## [DA FARE]
1 - Estrai dalla sentenza il tratto che va da "N. 02380/2014REG.PROV.COLL." fino a "giurisdizionale (Sezione Quarta)", senza cambiare nulla.
2 - Per favore, indica se le affermazioni (a), (b) e (c) concordano con la sentenza, rispondendo sì o no e citando tra virgolette le parole della sentenza che lo stabiliscono.
(a) L'appello è stato proposto contro il Comune di Napoli.
(b) La sentenza impugnata è stata depositata il 17 maggio 2004.
(c) Il Comune di Napoli ha eletto domicilio presso lo Studio Zimatore - Abbamonte.
3 - Quale sezione del Consiglio di Stato ha pronunciato la sentenza?

## [BRANO DI LETTURA]
N. 02380/2014REG.PROV.COLL.
N. 04124/2005 REG.RIC.
REPUBBLICA ITALIANA
IN NOME DEL POPOLO ITALIANO
Il Consiglio di Stato
in sede giurisdizionale (Sezione Quarta)
ha pronunciato la presente
SENTENZA
sul
ricorso in appello nr. 4124 del 2005, proposto dai signori Margherita
MANCO, Maria Grazia CERRONE, Anna CERRONE, Giovanni CERRONE e Gennaro
CERRONE, in proprio e quali procuratori generali di Adriana CERRONE,
rappresentati e difesi dall’avv. prof. Giuseppe Abbamonte, con domicilio
eletto presso lo Studio Zimatore - Abbamonte in Roma, via G.G. Porro,
8,
contro
il COMUNE DI NAPOLI, in persona del Sindaco pro tempore,
rappresentato e difeso dagli avv.ti Giuseppe Dardo, Anna Pulcini, Bruno
Crimaldi, Annalisa Cuomo, Giacomo Pizza, Barbara Accattatis Chalons
d’Oranges, Bruno Ricci, Anna Ivana Furnari, Gabriele Romano, Eleonora
Carpentieri, Edoardo Barone, Giuseppe Tarallo e Fabio Maria Ferrari, con
domicilio eletto presso l’avv. Gian Marco Grez in Roma, corso Vittorio
Emanuele II, 18,
per la riforma,
previa sospensione dell’esecuzione,
della
sentenza nr. 8774/04, depositata in data 17 maggio 2004, emessa dalla
Sezione Quarta del T.A.R. della Campania, sul ricorso nr. 12928/98
proposto dalla signora Margherita Manco ed altri contro il Comune di
Napoli, teso all’annullamento: a) dell’ordinanza del Sindaco del Comune di Napoli prot. 993/98 del 30 luglio 1998 di esecuzione ad horas della demolizione edilizia e dell’ordinanza di sospensione lavori nr. 953 del 29 luglio 1998 notificata il 14 settembre 1998; b)

## [ESTRATTI DEI RECORD]
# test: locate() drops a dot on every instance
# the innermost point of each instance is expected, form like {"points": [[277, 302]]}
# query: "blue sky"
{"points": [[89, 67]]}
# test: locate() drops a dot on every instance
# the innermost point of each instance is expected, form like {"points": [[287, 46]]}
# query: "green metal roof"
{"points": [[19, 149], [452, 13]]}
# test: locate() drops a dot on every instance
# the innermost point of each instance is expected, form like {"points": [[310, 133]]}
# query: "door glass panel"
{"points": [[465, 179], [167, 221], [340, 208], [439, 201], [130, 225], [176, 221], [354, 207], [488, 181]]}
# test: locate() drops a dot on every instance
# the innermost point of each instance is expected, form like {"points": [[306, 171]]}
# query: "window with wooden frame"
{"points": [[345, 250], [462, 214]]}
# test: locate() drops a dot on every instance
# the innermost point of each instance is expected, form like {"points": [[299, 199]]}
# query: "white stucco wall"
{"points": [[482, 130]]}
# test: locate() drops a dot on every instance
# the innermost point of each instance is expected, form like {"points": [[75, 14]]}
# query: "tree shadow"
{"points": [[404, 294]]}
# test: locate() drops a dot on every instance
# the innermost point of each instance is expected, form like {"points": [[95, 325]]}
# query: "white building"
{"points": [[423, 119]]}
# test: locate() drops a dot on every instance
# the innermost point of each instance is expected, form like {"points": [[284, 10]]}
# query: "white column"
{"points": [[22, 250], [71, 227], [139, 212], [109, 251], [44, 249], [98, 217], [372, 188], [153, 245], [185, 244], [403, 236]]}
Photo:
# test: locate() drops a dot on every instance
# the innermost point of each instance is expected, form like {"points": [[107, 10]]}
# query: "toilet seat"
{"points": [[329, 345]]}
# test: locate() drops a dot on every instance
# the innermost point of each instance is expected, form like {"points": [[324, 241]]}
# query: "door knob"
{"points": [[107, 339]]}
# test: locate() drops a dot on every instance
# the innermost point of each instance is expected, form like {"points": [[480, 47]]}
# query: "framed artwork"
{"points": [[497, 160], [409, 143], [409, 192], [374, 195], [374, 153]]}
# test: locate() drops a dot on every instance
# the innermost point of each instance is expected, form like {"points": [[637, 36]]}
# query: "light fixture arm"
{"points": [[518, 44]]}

## [RISULTATI]
1 -
N. 02380/2014REG.PROV.COLL.
N. 04124/2005 REG.RIC.
REPUBBLICA ITALIANA
IN NOME DEL POPOLO ITALIANO
Il Consiglio di Stato
in sede giurisdizionale (Sezione Quarta)

2 -
(a) Sì: "contro il COMUNE DI NAPOLI, in persona del Sindaco pro tempore".
(b) Sì: "depositata in data 17 maggio 2004".
(c) No: "con domicilio eletto presso l’avv. Gian Marco Grez in Roma".

3 - La Sezione Quarta, in sede giurisdizionale.